● **Extrait fourni**
------------------------------------------------------------
Après une brève envolée sur les «tirailleurs, Spahis, Tabors […], tous ces soldats épiques, descendus de l’Atlas et des Aurès pour faire don de leur vie à la France», le Premier ministre est entré dans le vif du sujet. «Aujourd’hui, les personnes de confession musulmane et leurs lieux de culte sont encore trop souvent l’objet de discriminations, et la cible d’agressions que nous ne pouvons tolérer», a-t-il souligné. Ajoutant que, «l’année dernière, 30% des faits de violence raciste - des menaces dans la très grande majorité des cas - ont visé des personnes de confession musulmane». «Oui, il y a en France des actes antimusulmans», a-t-il martelé.
Le choix des mots, dans le discours d’un ministre, a son importance. Plutôt que de parler d’islamophobie, comme le font couramment les musulmans, Fillon a préféré évoquer des actes antimusulmans. Comprendre qu’on a le droit de critiquer l’islam, mais pas ses fidèles ?
«détournement». Le Premier ministre a enchaîné sur «la question du voile intégral». Rappelant que le projet de loi d’«interdiction de la dissimulation du visage» sera discuté à partir du 6 juillet. Et demandant l’aide des musulmans pour lutter contre «cette pratique minoritaire, qui bafoue les règles fondamentales du vivre-ensemble et qui heurte nos concitoyens», et «méprise votre adhésion pleine et entière aux principes laïcs et républicains». «C’est pour cela que vous devez vous dresser, au premier rang, contre ce détournement du message religieux, a lancé Fillon aux musulmans. C’est à vous, les premiers, de faire gagner l’intelligence contre l’obscurantisme, la tolérance face à l’intransigeance.»
------------------------------------------------------------
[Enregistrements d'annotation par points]

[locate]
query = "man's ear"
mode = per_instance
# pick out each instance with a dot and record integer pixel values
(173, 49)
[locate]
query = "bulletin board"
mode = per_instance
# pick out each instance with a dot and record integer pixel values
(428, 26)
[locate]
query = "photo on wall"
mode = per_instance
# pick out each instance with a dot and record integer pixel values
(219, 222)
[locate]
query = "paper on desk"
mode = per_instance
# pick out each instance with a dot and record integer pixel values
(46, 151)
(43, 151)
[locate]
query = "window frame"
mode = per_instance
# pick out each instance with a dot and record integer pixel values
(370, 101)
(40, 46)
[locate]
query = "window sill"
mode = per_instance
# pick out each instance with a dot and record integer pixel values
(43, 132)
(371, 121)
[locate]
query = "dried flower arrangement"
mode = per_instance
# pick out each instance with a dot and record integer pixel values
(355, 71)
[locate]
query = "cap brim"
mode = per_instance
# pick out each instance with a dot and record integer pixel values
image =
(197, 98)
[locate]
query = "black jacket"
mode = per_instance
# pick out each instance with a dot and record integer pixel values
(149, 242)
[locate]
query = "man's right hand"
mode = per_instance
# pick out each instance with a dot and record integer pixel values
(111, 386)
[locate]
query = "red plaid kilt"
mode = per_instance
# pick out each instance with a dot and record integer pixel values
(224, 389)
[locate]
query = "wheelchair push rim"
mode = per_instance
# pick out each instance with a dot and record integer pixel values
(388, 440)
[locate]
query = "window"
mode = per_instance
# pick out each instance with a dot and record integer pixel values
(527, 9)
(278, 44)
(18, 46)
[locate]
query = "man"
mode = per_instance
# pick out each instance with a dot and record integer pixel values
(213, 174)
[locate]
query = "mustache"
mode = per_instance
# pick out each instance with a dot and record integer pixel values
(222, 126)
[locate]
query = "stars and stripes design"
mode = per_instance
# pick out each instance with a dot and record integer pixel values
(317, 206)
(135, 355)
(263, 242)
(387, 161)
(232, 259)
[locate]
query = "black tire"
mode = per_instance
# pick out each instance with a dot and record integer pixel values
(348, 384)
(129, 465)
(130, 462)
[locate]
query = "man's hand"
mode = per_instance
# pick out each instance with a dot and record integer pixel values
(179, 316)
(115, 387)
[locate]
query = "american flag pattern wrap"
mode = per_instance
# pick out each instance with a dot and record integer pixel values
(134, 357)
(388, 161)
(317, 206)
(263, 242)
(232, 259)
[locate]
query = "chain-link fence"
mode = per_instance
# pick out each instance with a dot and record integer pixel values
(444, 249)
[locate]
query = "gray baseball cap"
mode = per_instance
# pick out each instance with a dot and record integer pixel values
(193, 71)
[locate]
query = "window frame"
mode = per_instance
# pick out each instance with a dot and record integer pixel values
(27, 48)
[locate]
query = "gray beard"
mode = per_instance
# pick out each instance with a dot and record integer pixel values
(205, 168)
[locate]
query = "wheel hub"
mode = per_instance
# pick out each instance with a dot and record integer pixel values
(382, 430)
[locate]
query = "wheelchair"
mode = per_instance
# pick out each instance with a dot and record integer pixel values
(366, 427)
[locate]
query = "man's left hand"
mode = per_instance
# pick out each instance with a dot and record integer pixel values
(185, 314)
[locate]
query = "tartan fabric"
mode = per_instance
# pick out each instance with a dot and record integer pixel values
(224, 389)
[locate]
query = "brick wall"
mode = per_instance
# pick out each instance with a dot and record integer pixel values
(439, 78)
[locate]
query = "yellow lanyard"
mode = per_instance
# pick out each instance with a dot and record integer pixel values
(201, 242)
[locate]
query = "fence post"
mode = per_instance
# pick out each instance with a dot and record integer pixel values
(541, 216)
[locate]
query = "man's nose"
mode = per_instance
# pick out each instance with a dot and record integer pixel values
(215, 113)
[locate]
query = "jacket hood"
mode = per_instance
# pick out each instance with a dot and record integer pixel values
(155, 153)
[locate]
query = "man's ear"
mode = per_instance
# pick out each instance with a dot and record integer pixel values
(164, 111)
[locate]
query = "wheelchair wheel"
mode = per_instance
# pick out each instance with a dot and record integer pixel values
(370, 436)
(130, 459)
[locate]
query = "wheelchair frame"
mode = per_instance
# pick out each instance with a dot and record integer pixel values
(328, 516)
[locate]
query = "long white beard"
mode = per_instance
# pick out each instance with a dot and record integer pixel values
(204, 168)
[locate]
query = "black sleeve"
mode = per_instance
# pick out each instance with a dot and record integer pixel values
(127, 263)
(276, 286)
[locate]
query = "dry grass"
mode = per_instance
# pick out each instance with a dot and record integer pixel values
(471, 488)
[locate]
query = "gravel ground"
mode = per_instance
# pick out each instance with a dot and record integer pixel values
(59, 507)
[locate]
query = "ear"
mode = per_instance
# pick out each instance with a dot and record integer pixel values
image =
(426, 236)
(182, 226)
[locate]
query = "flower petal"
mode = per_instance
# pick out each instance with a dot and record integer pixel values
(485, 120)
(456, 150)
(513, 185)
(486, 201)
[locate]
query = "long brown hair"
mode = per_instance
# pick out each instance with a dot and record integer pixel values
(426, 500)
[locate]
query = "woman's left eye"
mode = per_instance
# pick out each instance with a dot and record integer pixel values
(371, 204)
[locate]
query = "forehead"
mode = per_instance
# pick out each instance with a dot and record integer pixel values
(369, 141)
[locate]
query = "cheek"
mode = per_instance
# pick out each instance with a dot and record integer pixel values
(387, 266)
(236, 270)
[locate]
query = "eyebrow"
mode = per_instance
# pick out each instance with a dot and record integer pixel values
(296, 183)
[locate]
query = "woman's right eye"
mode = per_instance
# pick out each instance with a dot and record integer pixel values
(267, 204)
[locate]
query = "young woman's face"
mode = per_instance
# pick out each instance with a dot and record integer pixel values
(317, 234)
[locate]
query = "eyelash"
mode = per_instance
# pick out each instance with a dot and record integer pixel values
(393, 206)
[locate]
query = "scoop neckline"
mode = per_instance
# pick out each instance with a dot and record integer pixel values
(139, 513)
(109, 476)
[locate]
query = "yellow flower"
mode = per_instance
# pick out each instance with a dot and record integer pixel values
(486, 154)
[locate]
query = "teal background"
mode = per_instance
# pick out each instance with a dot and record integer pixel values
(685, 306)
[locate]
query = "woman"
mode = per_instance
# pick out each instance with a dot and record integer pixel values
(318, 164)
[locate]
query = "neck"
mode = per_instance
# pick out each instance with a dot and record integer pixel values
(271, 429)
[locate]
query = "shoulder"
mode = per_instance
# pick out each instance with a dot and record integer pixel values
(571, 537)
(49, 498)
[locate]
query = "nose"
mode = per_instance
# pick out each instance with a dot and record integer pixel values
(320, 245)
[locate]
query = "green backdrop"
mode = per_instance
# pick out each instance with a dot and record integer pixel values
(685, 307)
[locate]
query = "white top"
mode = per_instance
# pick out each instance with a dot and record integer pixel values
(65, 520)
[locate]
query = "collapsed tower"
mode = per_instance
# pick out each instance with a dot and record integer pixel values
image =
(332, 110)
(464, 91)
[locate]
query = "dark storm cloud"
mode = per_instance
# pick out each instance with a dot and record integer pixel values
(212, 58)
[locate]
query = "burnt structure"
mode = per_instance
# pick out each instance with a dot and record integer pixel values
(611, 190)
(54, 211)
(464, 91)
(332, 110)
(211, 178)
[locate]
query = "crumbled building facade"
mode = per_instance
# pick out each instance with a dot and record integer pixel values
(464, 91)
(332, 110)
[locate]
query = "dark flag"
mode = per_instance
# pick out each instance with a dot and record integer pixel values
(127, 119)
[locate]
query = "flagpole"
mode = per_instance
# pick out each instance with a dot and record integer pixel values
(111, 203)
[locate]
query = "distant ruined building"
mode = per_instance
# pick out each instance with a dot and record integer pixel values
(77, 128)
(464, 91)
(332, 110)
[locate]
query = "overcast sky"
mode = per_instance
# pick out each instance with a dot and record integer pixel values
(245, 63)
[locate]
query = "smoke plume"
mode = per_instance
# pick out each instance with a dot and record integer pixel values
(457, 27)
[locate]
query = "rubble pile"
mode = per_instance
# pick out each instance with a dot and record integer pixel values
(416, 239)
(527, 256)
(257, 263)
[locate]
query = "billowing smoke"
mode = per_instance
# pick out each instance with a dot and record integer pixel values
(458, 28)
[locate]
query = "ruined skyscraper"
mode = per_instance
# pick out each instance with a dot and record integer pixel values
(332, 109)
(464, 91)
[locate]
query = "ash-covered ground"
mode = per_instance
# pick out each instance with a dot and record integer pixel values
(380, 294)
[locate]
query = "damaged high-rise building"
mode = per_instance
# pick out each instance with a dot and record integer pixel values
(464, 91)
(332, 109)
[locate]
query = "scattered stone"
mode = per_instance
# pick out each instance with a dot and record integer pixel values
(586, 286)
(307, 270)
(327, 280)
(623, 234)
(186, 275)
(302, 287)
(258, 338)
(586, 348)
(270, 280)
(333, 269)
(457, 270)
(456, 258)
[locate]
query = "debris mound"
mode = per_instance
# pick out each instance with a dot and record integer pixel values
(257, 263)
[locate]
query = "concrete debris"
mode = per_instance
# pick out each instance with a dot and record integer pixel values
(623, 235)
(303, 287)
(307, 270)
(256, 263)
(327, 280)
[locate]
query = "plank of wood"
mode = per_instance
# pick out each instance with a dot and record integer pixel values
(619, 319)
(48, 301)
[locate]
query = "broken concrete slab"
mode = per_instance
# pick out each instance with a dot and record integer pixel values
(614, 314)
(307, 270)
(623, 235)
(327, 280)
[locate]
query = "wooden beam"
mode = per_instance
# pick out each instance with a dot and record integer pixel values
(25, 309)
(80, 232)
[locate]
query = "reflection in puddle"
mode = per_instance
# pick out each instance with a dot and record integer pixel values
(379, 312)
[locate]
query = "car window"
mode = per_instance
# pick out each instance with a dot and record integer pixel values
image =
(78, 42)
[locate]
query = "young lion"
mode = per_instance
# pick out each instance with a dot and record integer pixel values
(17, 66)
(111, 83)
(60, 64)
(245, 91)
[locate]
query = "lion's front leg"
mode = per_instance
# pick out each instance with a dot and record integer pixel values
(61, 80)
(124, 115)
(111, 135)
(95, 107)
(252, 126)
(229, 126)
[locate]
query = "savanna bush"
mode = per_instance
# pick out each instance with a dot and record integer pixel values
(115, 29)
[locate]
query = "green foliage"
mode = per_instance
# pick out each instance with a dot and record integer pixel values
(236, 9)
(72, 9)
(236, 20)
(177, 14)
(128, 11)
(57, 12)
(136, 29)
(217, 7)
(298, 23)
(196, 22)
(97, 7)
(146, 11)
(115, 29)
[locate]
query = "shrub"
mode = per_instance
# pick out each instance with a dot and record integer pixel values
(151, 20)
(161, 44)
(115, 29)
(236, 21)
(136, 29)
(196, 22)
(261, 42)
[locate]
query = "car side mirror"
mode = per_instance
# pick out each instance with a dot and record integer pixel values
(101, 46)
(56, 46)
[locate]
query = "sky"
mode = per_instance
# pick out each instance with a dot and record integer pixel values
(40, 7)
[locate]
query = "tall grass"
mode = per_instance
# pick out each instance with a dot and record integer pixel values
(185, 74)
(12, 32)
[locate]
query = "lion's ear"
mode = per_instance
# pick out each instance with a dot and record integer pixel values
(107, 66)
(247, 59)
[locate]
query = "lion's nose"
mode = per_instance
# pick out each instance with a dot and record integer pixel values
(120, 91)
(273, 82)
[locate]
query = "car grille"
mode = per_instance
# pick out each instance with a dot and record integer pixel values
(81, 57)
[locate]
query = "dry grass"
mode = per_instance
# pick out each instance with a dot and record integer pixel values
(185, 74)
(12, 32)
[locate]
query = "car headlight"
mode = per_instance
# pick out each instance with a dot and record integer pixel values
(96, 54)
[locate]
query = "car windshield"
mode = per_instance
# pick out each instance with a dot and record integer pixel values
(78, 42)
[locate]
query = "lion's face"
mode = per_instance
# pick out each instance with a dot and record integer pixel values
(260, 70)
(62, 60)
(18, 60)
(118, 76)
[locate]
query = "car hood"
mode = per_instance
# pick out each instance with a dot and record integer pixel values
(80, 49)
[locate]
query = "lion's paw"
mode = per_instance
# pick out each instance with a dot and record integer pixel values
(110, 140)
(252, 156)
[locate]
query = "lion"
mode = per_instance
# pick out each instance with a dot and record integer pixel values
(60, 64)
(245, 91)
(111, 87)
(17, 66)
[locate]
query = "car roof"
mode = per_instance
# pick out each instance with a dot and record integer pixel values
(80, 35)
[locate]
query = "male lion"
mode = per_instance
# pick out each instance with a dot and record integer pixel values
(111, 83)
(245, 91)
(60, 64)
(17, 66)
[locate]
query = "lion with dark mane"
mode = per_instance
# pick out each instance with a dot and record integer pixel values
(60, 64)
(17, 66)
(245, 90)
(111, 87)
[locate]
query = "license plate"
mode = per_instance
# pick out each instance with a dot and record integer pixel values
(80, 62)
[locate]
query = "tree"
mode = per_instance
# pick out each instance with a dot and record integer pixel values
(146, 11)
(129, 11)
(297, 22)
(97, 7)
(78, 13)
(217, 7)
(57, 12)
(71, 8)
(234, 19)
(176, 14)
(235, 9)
------------------------------------------------------------
● **Consigne**
Rédigez la suite de l'article sur le discours du Premier ministre consacré aux actes antimusulmans, en reprenant après sa dernière phrase.

● **Résultat**
Poliment, l’assistance, triée sur le volet puisque l’accès se faisait sur invitation - des portiques de détection d’armes ayant même été installés à l’entrée - a applaudi.
L’occasion était solennelle. C’est la première fois dans l’histoire de la République qu’un Premier ministre inaugure une mosquée. Avec ses 3 000 m2, cette dernière, aménagée dans un ancien garage Renault, après près de onze ans de travaux, sera l’une des plus vastes de France. Sa façade a été arabisée avec des ouvertures façon mauresque et elle est coiffée d’un dôme, et surmontée d’un petit minaret. Les services de Fillon n’ont pas choisi cette mosquée par hasard. Elle est située en banlieue. A Argenteuil (Val-d’Oise), dont on estime que près d’un tiers de la population est musulman, soit 28 000 personnes sur 100 000 habitants. Et à quelques encablures de la fameuse dalle où Nicolas Sarkozy, alors ministre de l’Intérieur, avait lancé, le 26 octobre 2005, cette apostrophe culte : «Vous en avez assez de cette bande de racailles ? Eh bien, on va vous en débarrasser.»
«discrédit». Enfin, la mosquée Al-Ihsan appartient à la Fédération de la mosquée de Paris, qui revendique un islam modéré et républicain. Dalil Boubakeur, le très politique recteur de ce dernier lieu de culte, était présent, ainsi que Mohammed Moussaoui, le président du Conseil français du culte musulman (CFCM), et vice-président du Rassemblement des musulmans de France, très lié au Maroc.
Lors de son audition par la mission parlementaire d’information sur le port du voile intégral, le 14 octobre 2009, ce même Moussaoui avait dénoncé «la montée inquiétante des actes racistes et islamophobes», et demandé «solennellement la création d’une commission d’enquête ou d’une mission d’information dont l’objectif serait de dresser un état des lieux de la montée de l’islamophobie».
Dans son discours, le Premier ministre a rappelé que Brice Hortefeux venait de signer, avec le CFCM, une «convention-cadre pour mettre en œuvre un suivi statistique et opérationnel des actes hostiles aux musulmans de France».
Le ministre de l’Intérieur était annoncé, ce qui est logique puisqu’il est également chargé des cultes. Il a brillé par son absence. Selon Matignon, il a préféré plancher sur le dossier des collectivités territoriales en discussion hier soir au Sénat.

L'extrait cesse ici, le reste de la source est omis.